> _WRITTEN REQUEST A_
Answer these questions about the agentic RAG notebook, one per line: (i) What does the notebook use as its vector storage solution? (ii) How many rows does the selected subset of the knowledge base contain? (iii) What value is given for chunk_overlap in the text splitter?
> _WRITTEN REQUEST B_
Carry on the agentic RAG notebook from the point where it stops.
start TEXT PROVIDED
## Agentic RAG System with Smolagents and Chroma DB
## Overview
This notebook presents the development of an Agentic Retrieval-Augmented Generateion (RAG) system powered by smolagents and Chroma Db. The system is designed to provide intelligent access to a custom knowledge base tailored for specialized tasks. While this example focuses on a finance domain use case, the framework is adaptable to any specific domain requiring dynamic data retrieval and classification.

## Steps
- **Data Preprocessing**: preprocess the documents by splitting them into smaller chunks and creating embeddings, which are dense, low-dimensional vector representations of high-dimensional data like words, capturaing their semantic meaning and relationships.
- **Vector Store**: We utillize  Chroma DB as the vector storage solution to efficiently house and manage our custom knowledge base in a searchable, vectorized format that is optimized for retrieval.
- **Agentic Search**: We implement an AI agent leveraging semantic search capabilities to enhance retrieval accuracy, enabling the system to refine and optimize its responses based on contextual understanding.


This project showcases a flexible, evolving approach to knowledge management and retrieval, combining cutting-edge vector storage with agent-driven intelligence.

In [1]:
import datasets

In [2]:
from langchain.text_splitter import RecursiveCharacterTextSplitter
from langchain_community.vectorstores import Chroma
from langchain.docstore.document import Document

In [3]:
knowledge_base = datasets.load_dataset("4DR1455/finance_questions", split="train")

In [4]:
knowledge_small = knowledge_base.select(range(500))

In [5]:
knowledge_small

Dataset({
    features: ['instruction', 'input', 'output'],
    num_rows: 500
})

In [6]:
source_docs = [
    Document(page_content=doc["output"], metadata={"source": "finance_questions"})
    for doc in knowledge_small
]


In [7]:
# Split the documents into smaller chunks for more efficient search
text_splitter = RecursiveCharacterTextSplitter(
    chunk_size=500,
    chunk_overlap=50,
    add_start_index=True,
    strip_whitespace=True,
    separators=["\n\n", "\n", ".", " ", ""],
)
new_docs = text_splitter.split_documents(documents=source_docs)
end TEXT PROVIDED
start GIVEN MATERIAL
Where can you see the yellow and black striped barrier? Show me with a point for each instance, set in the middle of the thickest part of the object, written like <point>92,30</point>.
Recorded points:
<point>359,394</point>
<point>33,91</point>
end GIVEN MATERIAL
> _EXERCISE RESULT A_
(i) Chroma DB
(ii) 500
(iii) 50

> _EXERCISE RESULT B_
In [8]:
len(new_docs)

4549

In [9]:
###  BGE Embddings

from langchain_community.embeddings import HuggingFaceBgeEmbeddings

model_name = "BAAI/bge-small-en"
encode_kwargs = {"normalize_embeddings": True}
embeddings = HuggingFaceBgeEmbeddings(
    model_name=model_name,  encode_kwargs=encode_kwargs
)

  embeddings = HuggingFaceBgeEmbeddings(


In [10]:
import chromadb

In [11]:
db = Chroma.from_documents(new_docs, embeddings)

In [12]:
retriever = db.as_retriever(search_kwargs={"k": 3})
retriever.invoke('credit migration')

[Document(metadata={'source': 'finance_questions', 'start_index': 0}, page_content="Credit migration strategy is a type of credit risk management strategy that focuses on the changes in the credit quality of individual bonds or bond issuers over time. This strategy is based on the principle that the credit quality of bonds and bond issuers can change, or migrate, over time due to various factors such as changes in the financial health of the issuer, changes in macroeconomic conditions, or changes in the issuer's industry."),
 Document(metadata={'source': 'finance_questions', 'start_index': 2440}, page_content='In conclusion, credit migration strategy is a dynamic approach to credit risk management that can help portfolio managers manage interest rate risk. However, it requires a deep understanding of credit markets and the factors that influence credit ratings, as well as the ability to accurately anticipate changes in interest rates.'),
 Document(metadata={'source': 'finance_questions

### Create an Agent that Can Use Tools

In [13]:
from smolagents import Tool

class RetrieverTool(Tool):
    name = "retriever"
    description = "Uses semantic search to retrieve the parts of transformers documentation that could be most relevant to answer your query."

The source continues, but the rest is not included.